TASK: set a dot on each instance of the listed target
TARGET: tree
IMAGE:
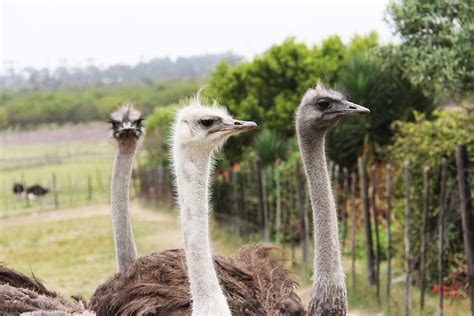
(436, 48)
(380, 85)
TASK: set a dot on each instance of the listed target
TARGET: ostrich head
(200, 130)
(321, 109)
(127, 127)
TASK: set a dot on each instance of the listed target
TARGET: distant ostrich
(18, 189)
(19, 293)
(253, 282)
(36, 191)
(320, 110)
(127, 130)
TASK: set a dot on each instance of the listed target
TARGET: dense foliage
(426, 143)
(436, 47)
(269, 88)
(30, 108)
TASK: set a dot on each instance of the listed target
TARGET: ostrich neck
(125, 249)
(327, 260)
(192, 176)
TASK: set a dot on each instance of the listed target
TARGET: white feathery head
(203, 129)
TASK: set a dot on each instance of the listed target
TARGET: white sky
(51, 33)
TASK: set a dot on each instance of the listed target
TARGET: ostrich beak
(350, 109)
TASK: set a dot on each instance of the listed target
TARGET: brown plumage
(254, 283)
(19, 280)
(20, 294)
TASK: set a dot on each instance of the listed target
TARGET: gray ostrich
(127, 130)
(193, 280)
(319, 111)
********************
— What you are asked to do —
Quote the material word for word, dropping any images it holds.

— Completed task —
TASK: set a dot on each instance of the listed target
TARGET: tree
IMAGE:
(436, 48)
(380, 85)
TASK: set a dot on each instance of the listed target
TARGET: ostrich head
(200, 130)
(321, 109)
(127, 127)
TASK: set a dot on each instance of the listed target
TARGET: distant ostrich
(18, 189)
(19, 293)
(253, 282)
(36, 191)
(320, 110)
(127, 130)
TASK: set a dot on each instance of the listed target
TARGET: dense foliage
(426, 143)
(436, 47)
(269, 88)
(30, 108)
TASK: set a dot on each instance of the listed target
TARGET: ostrich neck
(125, 249)
(327, 260)
(192, 176)
TASK: set a dot on each instance of the listed target
TARGET: white feathery head
(203, 129)
TASK: set a dot on each instance of the listed target
TARGET: white sky
(51, 33)
TASK: set a dot on each instance of the listed target
TARGET: ostrich beak
(350, 109)
TASK: set a dot on each instance of the listed target
TARGET: brown plumage
(254, 283)
(19, 280)
(20, 294)
TASK: set a dot on each instance of the listed target
TARGET: gray ostrich
(127, 130)
(193, 280)
(319, 111)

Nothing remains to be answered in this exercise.